Stated problem: Exactly as given, repeat all of the entries.
^^^^^^^^
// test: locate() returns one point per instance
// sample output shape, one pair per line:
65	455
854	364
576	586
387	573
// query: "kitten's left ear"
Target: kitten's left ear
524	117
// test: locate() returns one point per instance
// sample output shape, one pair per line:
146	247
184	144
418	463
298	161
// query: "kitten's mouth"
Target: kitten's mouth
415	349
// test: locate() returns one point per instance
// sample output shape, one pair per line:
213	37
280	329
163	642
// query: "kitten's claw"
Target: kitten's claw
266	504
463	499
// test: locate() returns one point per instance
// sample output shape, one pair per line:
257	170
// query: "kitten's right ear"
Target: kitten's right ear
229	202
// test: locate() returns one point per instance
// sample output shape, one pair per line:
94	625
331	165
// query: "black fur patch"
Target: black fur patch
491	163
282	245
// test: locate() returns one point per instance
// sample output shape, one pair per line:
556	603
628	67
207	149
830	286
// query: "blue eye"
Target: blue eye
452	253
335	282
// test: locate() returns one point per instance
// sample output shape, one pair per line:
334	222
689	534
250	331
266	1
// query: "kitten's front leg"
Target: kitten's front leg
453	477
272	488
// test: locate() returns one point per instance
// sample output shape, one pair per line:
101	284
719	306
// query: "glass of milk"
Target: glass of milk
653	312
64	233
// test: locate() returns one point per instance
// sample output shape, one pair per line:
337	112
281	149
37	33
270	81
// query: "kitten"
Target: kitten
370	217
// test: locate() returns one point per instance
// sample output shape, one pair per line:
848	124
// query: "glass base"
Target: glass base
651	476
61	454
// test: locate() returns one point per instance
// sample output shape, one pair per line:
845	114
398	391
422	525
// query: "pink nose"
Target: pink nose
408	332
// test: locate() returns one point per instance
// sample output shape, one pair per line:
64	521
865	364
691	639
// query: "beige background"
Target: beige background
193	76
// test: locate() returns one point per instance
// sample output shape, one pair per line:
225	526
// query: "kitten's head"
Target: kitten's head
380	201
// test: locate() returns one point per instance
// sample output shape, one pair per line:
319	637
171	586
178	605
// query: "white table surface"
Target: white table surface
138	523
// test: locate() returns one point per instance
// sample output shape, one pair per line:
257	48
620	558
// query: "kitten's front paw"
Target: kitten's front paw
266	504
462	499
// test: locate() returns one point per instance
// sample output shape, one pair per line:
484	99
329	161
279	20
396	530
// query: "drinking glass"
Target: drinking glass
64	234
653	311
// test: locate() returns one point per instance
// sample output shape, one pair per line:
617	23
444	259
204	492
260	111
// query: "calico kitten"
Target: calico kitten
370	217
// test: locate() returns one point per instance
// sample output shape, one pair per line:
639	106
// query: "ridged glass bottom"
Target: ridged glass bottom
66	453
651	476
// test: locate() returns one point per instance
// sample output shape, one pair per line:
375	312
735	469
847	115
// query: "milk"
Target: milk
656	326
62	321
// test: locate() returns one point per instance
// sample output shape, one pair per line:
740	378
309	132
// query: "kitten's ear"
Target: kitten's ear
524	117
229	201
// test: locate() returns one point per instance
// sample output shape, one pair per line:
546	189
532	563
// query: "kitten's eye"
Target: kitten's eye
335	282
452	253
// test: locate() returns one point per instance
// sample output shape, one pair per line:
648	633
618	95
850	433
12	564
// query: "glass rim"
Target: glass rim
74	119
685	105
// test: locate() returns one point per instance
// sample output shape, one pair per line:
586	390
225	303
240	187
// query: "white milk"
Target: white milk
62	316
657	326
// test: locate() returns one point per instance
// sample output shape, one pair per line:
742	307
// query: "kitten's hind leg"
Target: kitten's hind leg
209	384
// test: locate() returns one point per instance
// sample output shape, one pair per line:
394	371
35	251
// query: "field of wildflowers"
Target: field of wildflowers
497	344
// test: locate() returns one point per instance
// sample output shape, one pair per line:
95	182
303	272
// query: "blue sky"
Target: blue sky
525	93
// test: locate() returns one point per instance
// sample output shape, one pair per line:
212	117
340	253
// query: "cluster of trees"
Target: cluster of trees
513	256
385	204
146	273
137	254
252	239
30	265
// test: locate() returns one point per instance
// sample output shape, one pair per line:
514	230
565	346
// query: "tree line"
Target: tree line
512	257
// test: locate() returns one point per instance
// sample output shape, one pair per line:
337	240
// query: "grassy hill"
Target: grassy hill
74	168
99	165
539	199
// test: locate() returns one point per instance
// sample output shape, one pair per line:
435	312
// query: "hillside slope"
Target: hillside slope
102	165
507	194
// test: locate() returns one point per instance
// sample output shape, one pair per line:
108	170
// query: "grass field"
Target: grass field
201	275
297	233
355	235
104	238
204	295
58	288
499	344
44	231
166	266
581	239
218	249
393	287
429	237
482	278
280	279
^^^^^^^^
Final result:
// test: locate() returns one point per instance
// sample output shape, one pair per line:
65	455
854	364
576	586
387	573
// query: "kitten's left ear"
Target: kitten's left ear
524	117
// test: locate() returns one point per instance
// sample output shape, one pair per line:
146	247
184	144
418	463
298	161
// query: "kitten's mouth"
Target: kitten's mouth
415	349
// test: locate() returns one point per instance
// sample output shape, one pair per line:
213	37
280	329
163	642
// query: "kitten's claw"
Target: kitten's claw
266	504
463	499
// test: locate() returns one point per instance
// sample output shape, one pair per line:
257	170
// query: "kitten's right ear"
Target: kitten's right ear
229	202
// test: locate() returns one point per instance
// sample output shape, one pair per line:
94	625
331	165
// query: "black fur patch"
Target: black fur patch
491	163
282	245
// test: locate() returns one point per instance
// sample output shape, one pair per line:
556	603
628	67
207	149
830	286
// query: "blue eye"
Target: blue eye
452	253
335	282
// test: locate() returns one point per instance
// sample output shape, one pair per line:
334	222
689	534
250	331
266	1
// query: "kitten's front leg"
Target: kitten's front leg
453	477
272	488
// test: locate() returns one point per instance
// sample output shape, one pair per line:
101	284
719	306
// query: "glass of milk"
Target: glass of milk
653	312
64	233
// test: locate() returns one point per instance
// sample output shape, one pair per line:
337	112
281	149
37	33
270	81
// query: "kitten"
Target: kitten
370	217
// test: locate() returns one point per instance
// sample output shape, one pair per line:
848	124
// query: "glass base"
Target: glass base
651	476
61	454
// test: locate() returns one point per instance
// sample output shape, one pair per line:
845	114
398	391
422	525
// query: "pink nose"
Target: pink nose
408	332
// test: locate() returns one point per instance
// sample output shape, one pair per line:
64	521
865	364
691	639
// query: "beige background"
Target: beige background
193	76
// test: locate() returns one point per instance
// sample output shape, one pair per line:
225	526
// query: "kitten's head"
Target: kitten's head
380	201
// test: locate() returns one point per instance
// sample output shape, one pair per line:
319	637
171	586
178	605
// query: "white table surface"
Target: white table surface
138	523
// test: locate() returns one point per instance
// sample output shape, one pair per line:
257	48
620	558
// query: "kitten's front paw"
Target: kitten's front paw
266	504
462	499
// test: locate() returns one point per instance
// sample output shape, one pair per line:
484	99
329	161
279	20
396	530
// query: "drinking glass"
Target: drinking glass
64	234
653	311
// test: locate() returns one point per instance
// sample output shape, one pair per line:
617	23
444	259
204	492
260	111
// query: "calico kitten"
Target: calico kitten
370	217
// test: locate() returns one point per instance
// sample output shape, one pair per line:
639	106
// query: "ridged glass bottom"
Target: ridged glass bottom
66	453
651	476
// test: locate() returns one point per instance
// sample output shape, one pair per line:
375	312
735	469
847	115
// query: "milk"
Target: milk
656	326
62	321
// test: locate() returns one point per instance
// sample output shape, one pair per line:
740	378
309	132
// query: "kitten's ear"
Target: kitten's ear
524	117
229	201
// test: locate() returns one point per instance
// sample output shape, one pair per line:
546	189
532	563
// query: "kitten's eye"
Target: kitten's eye
335	282
452	253
// test: locate() returns one point per instance
// sample output shape, one pair per line:
648	633
618	95
850	433
12	564
// query: "glass rim"
Target: glass rim
74	119
685	105
// test: locate() returns one point per instance
// sample output shape, one pair per line:
586	390
225	303
240	187
// query: "white milk"
Target: white milk
62	316
657	326
// test: locate() returns one point per instance
// sample output shape, one pair per line:
742	307
// query: "kitten's hind leg"
Target: kitten's hind leg
209	384
// test: locate() returns one point per instance
// sample output shape, one pair per line:
394	371
35	251
// query: "field of wildflowers"
Target: field of wildflowers
497	344
// test: locate() returns one point per instance
// sample output shape, one pair per line:
95	182
303	272
// query: "blue sky"
Target: blue sky
525	93
// test: locate() returns one point per instance
// sample output shape, one pair per line:
212	117
340	253
// query: "cluster of trees"
Target: cluster of trees
513	256
385	204
146	273
137	254
252	239
30	265
// test: locate() returns one point per instance
// sample output shape, one pair per line:
514	230
565	346
// query: "tree line"
Target: tree line
512	257
// test: locate() returns one point per instance
// sample output shape, one pair per line:
337	240
// query: "grassy hill"
Target: grassy hill
74	168
99	165
539	199
// test: locate() returns one point per instance
// sample output shape, one pair per line:
435	312
// query: "hillside slope"
Target: hillside slope
102	165
507	194
// test: locate() returns one point per instance
// sample output shape, one pair per line:
108	170
// query: "grass field"
Target: grass field
201	275
297	233
355	235
104	238
204	295
58	288
499	344
44	231
166	266
581	239
218	249
393	287
429	237
482	278
280	279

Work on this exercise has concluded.